**The problem:**
Reproduce the listing below word for word and exclude any picture.

**Input:**
■ ■ ■ ■

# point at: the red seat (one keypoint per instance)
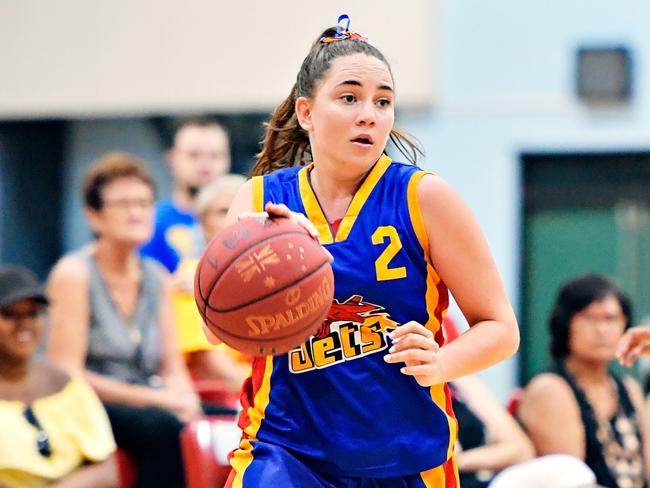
(126, 469)
(515, 400)
(205, 443)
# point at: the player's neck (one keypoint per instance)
(334, 192)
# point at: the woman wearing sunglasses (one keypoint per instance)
(54, 431)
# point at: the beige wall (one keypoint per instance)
(91, 57)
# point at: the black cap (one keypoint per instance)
(18, 283)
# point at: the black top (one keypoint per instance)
(613, 450)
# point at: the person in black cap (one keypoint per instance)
(55, 431)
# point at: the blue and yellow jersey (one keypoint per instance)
(177, 236)
(334, 402)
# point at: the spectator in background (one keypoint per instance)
(200, 154)
(493, 450)
(206, 361)
(54, 429)
(111, 317)
(581, 407)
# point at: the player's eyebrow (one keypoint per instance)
(381, 86)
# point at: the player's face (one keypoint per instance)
(127, 213)
(21, 327)
(214, 219)
(594, 332)
(351, 114)
(200, 155)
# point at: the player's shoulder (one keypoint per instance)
(283, 174)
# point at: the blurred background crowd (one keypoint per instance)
(126, 130)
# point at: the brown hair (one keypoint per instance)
(109, 168)
(285, 143)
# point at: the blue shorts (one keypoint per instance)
(268, 465)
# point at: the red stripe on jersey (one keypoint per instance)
(250, 388)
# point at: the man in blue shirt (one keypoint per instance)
(200, 153)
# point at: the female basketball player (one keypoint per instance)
(365, 403)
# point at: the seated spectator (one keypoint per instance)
(54, 429)
(581, 407)
(111, 318)
(206, 361)
(493, 450)
(489, 439)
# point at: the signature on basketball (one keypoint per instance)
(235, 237)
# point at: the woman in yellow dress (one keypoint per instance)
(55, 431)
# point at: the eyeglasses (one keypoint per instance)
(609, 319)
(42, 438)
(11, 315)
(127, 203)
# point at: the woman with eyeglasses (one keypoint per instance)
(111, 318)
(581, 407)
(53, 429)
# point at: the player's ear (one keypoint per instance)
(303, 112)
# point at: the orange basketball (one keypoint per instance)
(263, 286)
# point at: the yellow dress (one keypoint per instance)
(78, 430)
(189, 325)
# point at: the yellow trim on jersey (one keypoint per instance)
(431, 296)
(315, 212)
(243, 457)
(312, 207)
(434, 478)
(361, 196)
(258, 194)
(437, 478)
(415, 212)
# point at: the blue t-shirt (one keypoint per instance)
(177, 236)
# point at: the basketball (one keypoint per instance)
(263, 286)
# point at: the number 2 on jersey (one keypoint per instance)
(384, 272)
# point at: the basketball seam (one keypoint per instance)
(232, 260)
(261, 339)
(264, 297)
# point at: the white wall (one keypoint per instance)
(89, 58)
(507, 80)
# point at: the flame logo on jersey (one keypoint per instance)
(351, 330)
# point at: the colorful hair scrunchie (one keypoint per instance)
(343, 33)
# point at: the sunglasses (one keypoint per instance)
(42, 438)
(30, 314)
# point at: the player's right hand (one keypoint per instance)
(634, 343)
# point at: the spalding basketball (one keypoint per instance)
(263, 286)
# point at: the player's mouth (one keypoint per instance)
(364, 140)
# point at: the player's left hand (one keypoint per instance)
(415, 346)
(281, 210)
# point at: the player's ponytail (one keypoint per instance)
(285, 143)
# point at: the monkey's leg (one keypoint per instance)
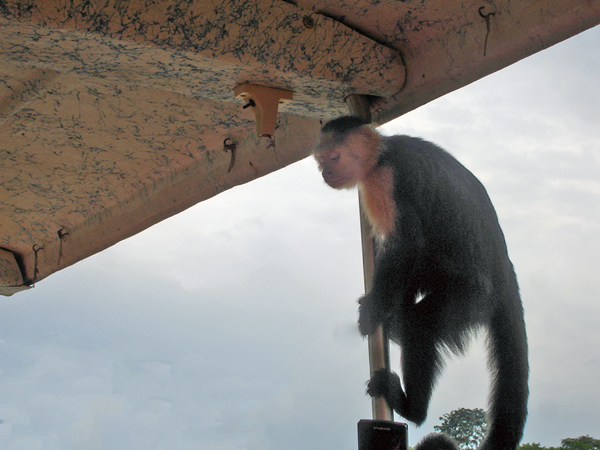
(417, 331)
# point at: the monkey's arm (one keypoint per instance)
(394, 271)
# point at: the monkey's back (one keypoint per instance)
(445, 208)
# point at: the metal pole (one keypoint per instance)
(379, 355)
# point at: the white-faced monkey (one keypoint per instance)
(441, 272)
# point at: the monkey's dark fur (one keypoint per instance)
(442, 272)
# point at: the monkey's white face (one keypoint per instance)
(340, 166)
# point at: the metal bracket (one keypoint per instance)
(265, 102)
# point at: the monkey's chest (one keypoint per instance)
(378, 200)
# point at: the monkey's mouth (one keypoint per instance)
(334, 182)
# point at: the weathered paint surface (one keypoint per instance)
(113, 115)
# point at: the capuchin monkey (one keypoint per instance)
(441, 272)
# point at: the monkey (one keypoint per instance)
(442, 272)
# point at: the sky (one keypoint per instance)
(233, 324)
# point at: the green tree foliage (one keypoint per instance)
(581, 443)
(535, 446)
(466, 426)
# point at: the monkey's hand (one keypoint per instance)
(386, 384)
(367, 315)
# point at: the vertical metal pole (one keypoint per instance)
(379, 355)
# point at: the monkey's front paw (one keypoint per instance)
(367, 320)
(384, 384)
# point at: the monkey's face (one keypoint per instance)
(340, 164)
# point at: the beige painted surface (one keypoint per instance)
(113, 115)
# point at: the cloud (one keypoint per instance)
(232, 324)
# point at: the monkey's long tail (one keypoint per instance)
(508, 363)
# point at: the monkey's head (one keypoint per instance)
(347, 151)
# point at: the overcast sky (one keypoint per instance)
(232, 325)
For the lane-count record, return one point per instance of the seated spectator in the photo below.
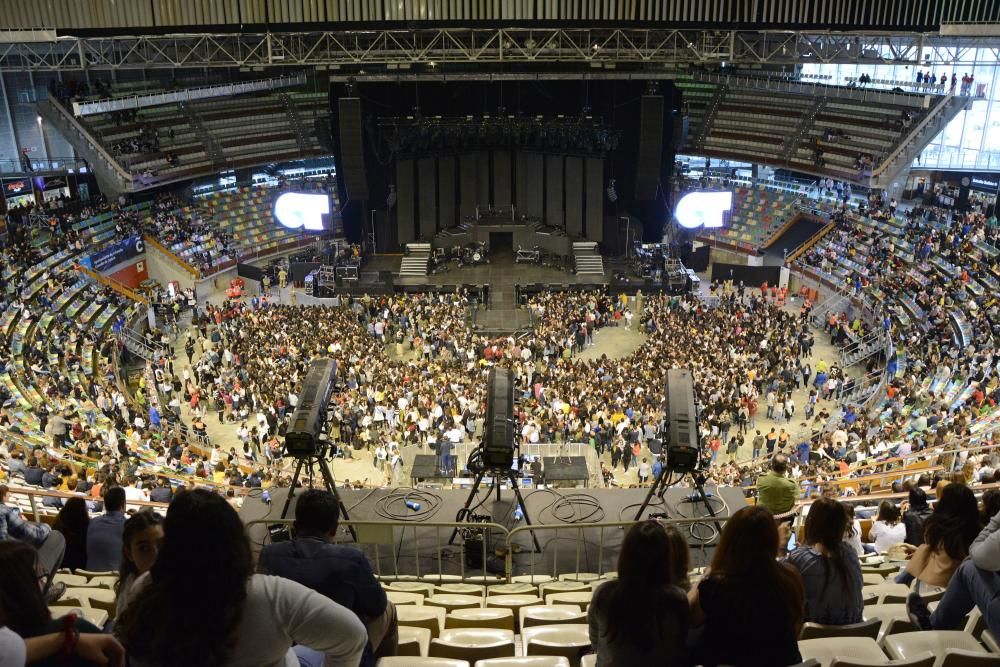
(72, 522)
(853, 536)
(976, 583)
(915, 516)
(340, 573)
(104, 534)
(141, 538)
(97, 649)
(991, 505)
(641, 617)
(681, 558)
(171, 615)
(948, 533)
(51, 545)
(750, 604)
(23, 609)
(775, 491)
(830, 569)
(886, 530)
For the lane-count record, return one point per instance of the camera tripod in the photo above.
(308, 462)
(496, 474)
(661, 485)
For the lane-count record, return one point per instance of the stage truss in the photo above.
(403, 48)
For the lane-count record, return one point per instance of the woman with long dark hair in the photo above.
(751, 605)
(141, 538)
(641, 617)
(948, 533)
(24, 612)
(829, 567)
(72, 521)
(201, 605)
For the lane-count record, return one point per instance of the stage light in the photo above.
(297, 210)
(703, 209)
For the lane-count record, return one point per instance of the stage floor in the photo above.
(422, 548)
(502, 274)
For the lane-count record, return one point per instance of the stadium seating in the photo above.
(207, 135)
(758, 213)
(787, 128)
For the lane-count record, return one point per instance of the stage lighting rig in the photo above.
(496, 455)
(306, 438)
(682, 442)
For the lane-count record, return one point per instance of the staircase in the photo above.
(587, 259)
(711, 109)
(859, 390)
(859, 350)
(212, 148)
(793, 140)
(301, 136)
(136, 344)
(125, 291)
(416, 260)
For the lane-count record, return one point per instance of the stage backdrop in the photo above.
(752, 276)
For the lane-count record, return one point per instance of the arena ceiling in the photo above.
(390, 35)
(908, 15)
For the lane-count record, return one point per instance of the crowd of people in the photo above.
(313, 602)
(413, 373)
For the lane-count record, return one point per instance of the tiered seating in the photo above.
(246, 215)
(477, 620)
(231, 121)
(788, 129)
(243, 131)
(757, 213)
(755, 123)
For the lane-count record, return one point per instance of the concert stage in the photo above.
(414, 548)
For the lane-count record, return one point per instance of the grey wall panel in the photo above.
(446, 192)
(554, 214)
(427, 197)
(594, 199)
(468, 173)
(574, 196)
(501, 178)
(405, 201)
(483, 178)
(529, 184)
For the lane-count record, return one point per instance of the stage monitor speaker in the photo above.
(324, 133)
(498, 441)
(352, 156)
(650, 153)
(679, 139)
(682, 429)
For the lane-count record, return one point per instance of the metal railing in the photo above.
(186, 95)
(785, 85)
(931, 116)
(74, 126)
(11, 166)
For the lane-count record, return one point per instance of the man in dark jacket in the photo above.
(915, 516)
(340, 573)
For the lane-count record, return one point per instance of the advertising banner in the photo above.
(116, 253)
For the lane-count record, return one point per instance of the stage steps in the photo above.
(416, 261)
(588, 259)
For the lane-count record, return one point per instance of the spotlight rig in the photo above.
(495, 456)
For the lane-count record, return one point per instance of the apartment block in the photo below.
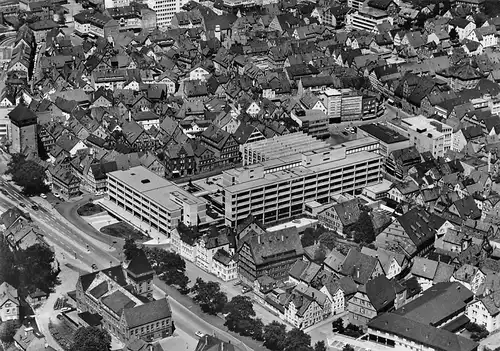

■ ■ ■ ■

**Answer space:**
# point at: the red seat (one keypoint per instance)
(126, 469)
(515, 400)
(205, 443)
# point at: the player's neck (one keypoint per instance)
(334, 192)
# point at: the woman wearing sunglasses (one keypoint per instance)
(54, 431)
# point at: the beige wall (one keypoint per instance)
(91, 57)
# point at: the black cap (one keypoint per instance)
(18, 283)
# point at: the black top (one keypoint per instance)
(613, 450)
# point at: the person in black cap (one keypoint per instance)
(55, 431)
# point at: the blue and yellow jersey (one keypoint per instance)
(177, 236)
(334, 402)
# point at: the spectator in background (one keypoint per instance)
(200, 154)
(493, 450)
(206, 361)
(54, 429)
(111, 317)
(581, 407)
# point at: the player's eyebrow (one keypoint per instance)
(381, 86)
# point at: the player's face (one keypoint per instance)
(127, 213)
(21, 327)
(214, 219)
(594, 332)
(351, 114)
(200, 155)
# point at: the player's shoulder (one keypoint per instance)
(283, 174)
# point at: the blurred background crowd (one keypoint per instance)
(126, 130)
# point at: the brown hair (one keypoint per instance)
(109, 168)
(285, 143)
# point at: the blue shorts (one keypoint per instance)
(268, 465)
# point at: the red stripe on jersey (one keypoint per instance)
(250, 388)
# point at: the man in blue shirt (one keypoint per instance)
(200, 153)
# point at: the female basketball player (one keypoint per instance)
(365, 403)
# point at: the seated spectator (one keypoint per instance)
(54, 429)
(581, 407)
(111, 318)
(206, 361)
(493, 450)
(489, 439)
# point at: the signature on basketball (one keypoint per instance)
(235, 237)
# point at: the woman in yellow dress (one keypoint per instance)
(55, 431)
# point at: the eyeglasses (one keypoint per instance)
(609, 319)
(42, 438)
(11, 315)
(127, 203)
# point at: the woman with eyeglasses (one keypoint per instance)
(111, 318)
(581, 407)
(53, 429)
# point at: the player's ear (one keypoint per instance)
(303, 112)
# point at: the orange basketball (one keypoint per instance)
(263, 286)
# point at: the yellow dress (one keypoint per instance)
(78, 430)
(189, 325)
# point at: the yellow trim on jersey (one keypoint per instance)
(431, 296)
(315, 212)
(243, 457)
(312, 207)
(434, 478)
(361, 196)
(258, 194)
(437, 478)
(415, 212)
# point at: the blue t-shirt (one keypoint per instance)
(177, 236)
# point at: the basketball (one keypoint per instance)
(263, 286)
# point at: the number 2 on jersey (one keypoint per instance)
(384, 272)
# point at: the basketball seam (one keypoint per instance)
(232, 260)
(261, 339)
(264, 297)
# point at: the white wall (one keypoint per instance)
(89, 58)
(507, 80)
# point at: the flame logo on jersey (one keypoint per instance)
(351, 330)
# point at: the colorful hair scrunchie (one keypoint per instance)
(343, 33)
# point at: the sunglasses (one keypoint per instance)
(42, 438)
(30, 314)
# point at: the player's right hand (one keypoint per instance)
(634, 343)
# point at: the spalding basketball (one keypoint per instance)
(263, 286)
# point at: the player's mouth (one keypoint per instance)
(364, 140)
# point at: the player's left hand (one keypoint per instance)
(415, 346)
(281, 210)
# point at: the player's ponytail (one keypoint per instance)
(285, 143)
# point at: the monkey's leg (one keypoint per instance)
(417, 331)
# point at: the monkey's arm (one keypoint per instance)
(394, 271)
# point at: the monkey's back (one keypoint per instance)
(445, 208)
# point at: the metal pole (one keypoint per instance)
(379, 355)
# point at: the white-faced monkey (one keypoint per instance)
(441, 272)
# point at: the monkey's dark fur (one keypoint per instance)
(442, 272)
# point at: the monkey's white face (one keypoint per instance)
(340, 166)
# point at: the metal bracket (one keypoint per instance)
(265, 102)
# point at: the monkey's chest (one keypoint per instance)
(378, 200)
# point at: the monkey's mouth (one keypoint per instance)
(334, 182)
# point at: the weathered paint surface (one keypoint per instance)
(113, 115)
# point at: the capuchin monkey (one keypoint per instance)
(441, 272)
# point at: the monkey (one keypoint per instance)
(442, 272)
# point at: the sky (one keypoint per instance)
(233, 324)
# point at: the green tree foliage (one keypoint per instance)
(581, 443)
(535, 446)
(466, 426)
# point at: the monkey's hand (one keypoint per instance)
(386, 384)
(367, 315)
# point at: the vertical metal pole (one keypoint per instance)
(379, 355)
# point at: the monkey's front paw (one keypoint per instance)
(367, 320)
(384, 384)
# point at: the monkey's face (one keypoint per instance)
(340, 164)
# point at: the beige painted surface (one keypoint per instance)
(113, 115)
# point at: the cloud (one keypoint per instance)
(232, 324)
# point at: the monkey's long tail (one keypoint per instance)
(508, 363)
# point at: the monkey's head (one keypoint per instance)
(347, 151)
# point at: the overcast sky (one keypoint per instance)
(232, 325)
For the lane-count record, return one point per instance of the seated spectator in the photo below.
(72, 522)
(853, 536)
(976, 583)
(915, 516)
(340, 573)
(104, 534)
(141, 538)
(97, 649)
(991, 505)
(641, 617)
(681, 558)
(171, 615)
(948, 533)
(51, 545)
(750, 604)
(23, 609)
(775, 491)
(830, 569)
(886, 530)
For the lane-count record, return one point per instance of the camera tripod in the photo above.
(308, 462)
(496, 474)
(661, 485)
For the lane-count record, return one point per instance of the stage truss in the photo above.
(403, 48)
For the lane-count record, return one point per instance of the woman with long dark hair in the photo above.
(751, 605)
(141, 538)
(641, 617)
(948, 533)
(24, 612)
(829, 567)
(72, 521)
(201, 605)
For the lane-count record, return one point per instance of the stage light in the photo above.
(297, 210)
(703, 209)
For the lane-count record, return one point per instance of the stage floor in the photo above.
(422, 548)
(502, 274)
For the lane-count record, return one point per instance of the stadium seating in the photo above.
(207, 135)
(758, 213)
(787, 128)
For the lane-count record, return one point per instance of the stage lighting rig in the photo above.
(496, 455)
(306, 438)
(682, 442)
For the lane-count record, return one point per instance of the staircase in the photo above.
(587, 259)
(711, 109)
(859, 390)
(859, 350)
(212, 148)
(793, 140)
(301, 136)
(136, 344)
(125, 291)
(416, 260)
For the lane-count record, return one point per instance of the stage backdrop in the photo above.
(752, 276)
For the lane-count record, return one point per instance of the arena ceiling in the photo above.
(390, 35)
(908, 15)
For the lane-count record, return one point per instance of the crowd of people in the photo above.
(313, 602)
(413, 373)
For the lane-count record, return one point per instance of the tiered seating in the photo above.
(246, 215)
(477, 620)
(231, 121)
(788, 129)
(243, 131)
(757, 213)
(755, 123)
For the lane-count record, return one point per instance of the concert stage in the photo above.
(414, 548)
For the lane-count record, return one point per instance of the grey wall panel in the photo above.
(446, 192)
(554, 214)
(427, 197)
(594, 199)
(468, 173)
(574, 196)
(501, 178)
(405, 201)
(483, 178)
(529, 184)
For the lane-count record, return one point per instance of the stage monitor speaker in the photo above.
(324, 133)
(498, 441)
(352, 156)
(650, 153)
(679, 139)
(682, 429)
For the lane-count record, return one point per instance of the metal railing in the photo above.
(186, 95)
(785, 85)
(931, 116)
(74, 126)
(11, 166)
For the lane-count record, return one point per instance of the man in dark jacket in the photo above.
(915, 516)
(340, 573)
For the lane-count record, return one point per instance of the advertising banner in the photo above.
(116, 253)
For the lane-count record, return one point per instance of the stage steps in the photo above.
(416, 261)
(588, 259)
For the lane-count record, return one point per instance of the spotlight rig in the photo above.
(495, 456)
For the lane-count record, return one point per instance of the apartment block in the photo below.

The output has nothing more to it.